*TASK BRIEF*. Where in the records does the word "tight" occur? Copy each line in which it does.

───── GIVEN ENTRIES ─────

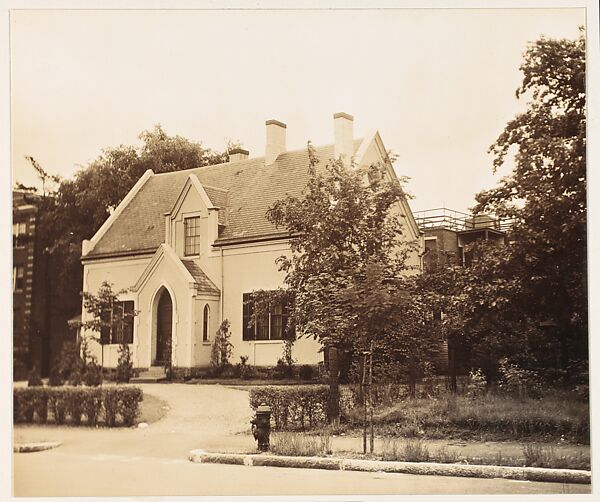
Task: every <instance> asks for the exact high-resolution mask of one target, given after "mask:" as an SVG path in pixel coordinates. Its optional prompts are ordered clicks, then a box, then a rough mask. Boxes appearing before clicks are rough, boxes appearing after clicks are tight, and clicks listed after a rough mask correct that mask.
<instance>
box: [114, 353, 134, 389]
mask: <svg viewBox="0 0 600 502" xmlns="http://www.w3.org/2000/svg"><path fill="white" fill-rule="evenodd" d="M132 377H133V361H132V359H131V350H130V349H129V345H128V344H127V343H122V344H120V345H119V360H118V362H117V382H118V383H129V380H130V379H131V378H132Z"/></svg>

─────
───── GIVEN ENTRIES ─────

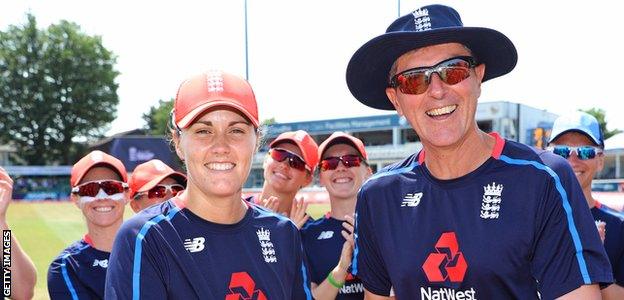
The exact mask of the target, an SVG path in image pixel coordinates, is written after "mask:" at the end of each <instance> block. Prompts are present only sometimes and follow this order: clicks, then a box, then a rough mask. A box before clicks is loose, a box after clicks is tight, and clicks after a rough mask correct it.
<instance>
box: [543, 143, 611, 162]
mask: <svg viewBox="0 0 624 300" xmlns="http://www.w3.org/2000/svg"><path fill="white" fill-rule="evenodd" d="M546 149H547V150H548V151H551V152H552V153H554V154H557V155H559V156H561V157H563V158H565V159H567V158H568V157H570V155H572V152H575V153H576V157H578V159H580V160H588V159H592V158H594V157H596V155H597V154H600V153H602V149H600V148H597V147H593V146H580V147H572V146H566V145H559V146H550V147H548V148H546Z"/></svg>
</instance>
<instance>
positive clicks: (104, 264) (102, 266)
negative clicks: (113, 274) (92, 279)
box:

─────

*THE COMPLETED TASK*.
Task: every <instance> asks for the exact high-resolution mask of one target, given after "mask:" as an SVG path in pixel coordinates. Its optional prompts are ordered clicks, then a box, then a rough mask. Boxes appearing before clicks are rough, boxes appearing after clicks are tight, and clicks listed after a rough mask correct that mask.
The exact mask of the target, an SVG path in image pixel coordinates, is written after "mask:" at the end of each <instance> block. Prompts are present only sometimes and follow this order: clicks, then a box, then a rough mask. A box before clicks is loose, a box after clicks is tight, and clicks after a rough mask correct it.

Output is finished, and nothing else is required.